## Directions
A) Translate this sentence from the restaurant review into Spanish: "We love pig as much as anyone, but many of the dishes were erratically seasoned."
B) Continue the restaurant review from the point where it stops.

Restaurant review: The Fat Pig, Causeway Bay, a disappointing experience

It speaks volumes when a meal in an establishment specialising in pork dishes is memorable mostly for its salads and desserts. Many of the meat dishes were erratically seasoned, and service was harried

Cuisine: pork-centric

Price: about HK$235 without drinks.

Ambience: hipster-meets-shopping mall.

Pros: service was harried and disorganised – the staff didn’t bring serving implements, we had to ask each time we needed the small plates changed, and we had to wave down a waiter or waitress every time we wanted something because there didn’t seem to be a designated server. This would normally count against a restaurant, but the manager realised this without our having to point it out, and removed the service charge from the bill.

The Fat Pig restaurant at Times Square in Causeway Bay.

Cons: The Fat Pig is part of The Press Room Group and is a collaboration with British chef Tom Aikens, so we were surprised at what a disappointment it was. We love pig as much as anyone, but many of the dishes were erratically seasoned. Deep-fried pig’s ears with green caper sauce (HK$55) needed salt; a dry, coarsely textured potted pig’s liver pate (HK$65) was dull because it didn’t have much flavour at all. Grilled Cumberland sausage (HK$168) had a crumbly texture and needed more fat, while the mash was too tangy from an overabundance of sour cream or creme fraiche. Ham hock mac and cheese (HK$88) would have been better if it had been made with more interesting cheese, and there were just a few scraps of the listed ham hock – not enough to make a difference. Also, charging HK$5 per person for filtered water is petty.

## Information given
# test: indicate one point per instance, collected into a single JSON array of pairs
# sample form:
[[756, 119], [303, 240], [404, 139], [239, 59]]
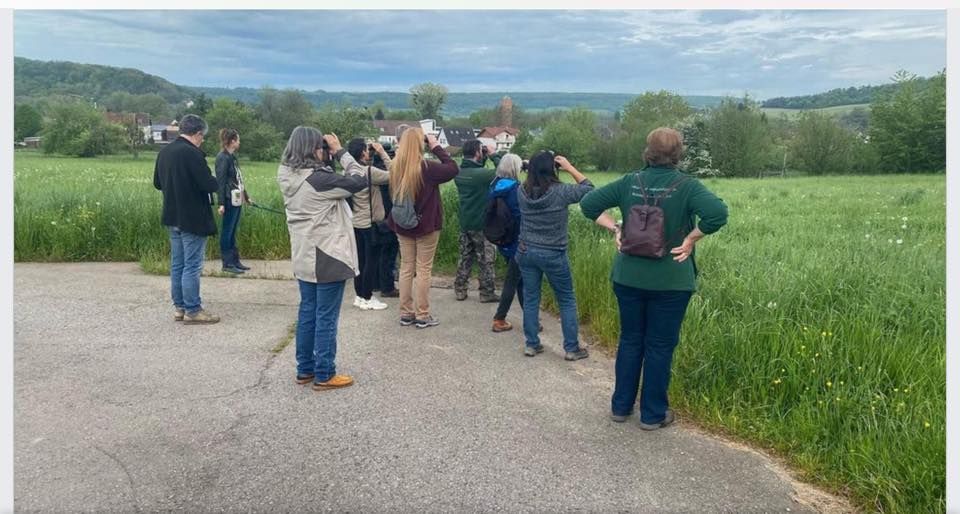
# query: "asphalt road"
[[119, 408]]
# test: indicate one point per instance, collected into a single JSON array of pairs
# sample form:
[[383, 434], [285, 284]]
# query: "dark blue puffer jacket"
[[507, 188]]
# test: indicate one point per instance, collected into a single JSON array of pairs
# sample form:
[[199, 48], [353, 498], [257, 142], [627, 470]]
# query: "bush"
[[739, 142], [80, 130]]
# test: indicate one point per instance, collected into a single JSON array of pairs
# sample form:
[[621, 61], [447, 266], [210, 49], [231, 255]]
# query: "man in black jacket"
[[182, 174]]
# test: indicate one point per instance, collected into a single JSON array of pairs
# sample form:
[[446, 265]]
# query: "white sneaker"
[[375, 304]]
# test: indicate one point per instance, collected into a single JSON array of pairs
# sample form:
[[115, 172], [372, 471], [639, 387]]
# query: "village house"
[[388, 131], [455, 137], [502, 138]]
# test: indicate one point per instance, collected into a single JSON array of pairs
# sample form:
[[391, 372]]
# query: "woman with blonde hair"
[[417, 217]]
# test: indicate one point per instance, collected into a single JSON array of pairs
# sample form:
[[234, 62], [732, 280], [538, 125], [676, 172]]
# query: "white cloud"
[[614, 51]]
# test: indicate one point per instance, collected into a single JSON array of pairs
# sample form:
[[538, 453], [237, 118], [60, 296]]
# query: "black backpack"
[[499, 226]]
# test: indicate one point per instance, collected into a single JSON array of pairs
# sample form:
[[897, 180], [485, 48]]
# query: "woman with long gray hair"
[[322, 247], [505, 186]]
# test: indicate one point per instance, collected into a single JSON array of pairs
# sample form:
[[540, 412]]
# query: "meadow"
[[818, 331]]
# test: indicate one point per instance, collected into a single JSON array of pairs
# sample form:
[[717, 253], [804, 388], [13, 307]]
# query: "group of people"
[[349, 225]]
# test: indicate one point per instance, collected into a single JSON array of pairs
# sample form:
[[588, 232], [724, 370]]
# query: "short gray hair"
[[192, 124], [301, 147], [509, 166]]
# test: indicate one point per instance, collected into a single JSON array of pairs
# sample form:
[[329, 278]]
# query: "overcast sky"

## Outputs for the tasks
A) Nos encanta el cerdo tanto como a cualquiera, pero muchos de los platos estaban sazonados de forma irregular.

B)
Choi sum salad with bean sprouts and peanuts (L) and pickled carrots and ham hock salad (R) from The Fat Pig.

Recommended dishes: we found it ironic that, at a pork-focused restaurant, two of our favourite dishes were salads – the light, tangy pickled carrots with ham hock and watercress (HK$68), and choi sum with bean sprouts, peanuts and snow peas (HK$40). A generous serving of baked pork meatballs with oregano, parmesan, sour cream and creamy polenta (HK$168) was hot and comforting – the polenta was especially good.

Baked pork meatballs with polenta from The Fat Pig.

Crispy pig’s tail (HK$180) was fine – the tails had tender meat and a light coating, but just a few bites was enough for each of us, and the accompanying kimchi needed more spice. Other than the salads, our other favourite dishes were the desserts. Raspberry doughnuts (HK$38) were light and puffy, and the wedge of chocolate caramel tart (HK$58) – the single best dish of the night – had a delicate crust and not-too-sweet filling.

Raspberry doughnuts from The Fat Pig.

What else? The Fat Pig replaces SML.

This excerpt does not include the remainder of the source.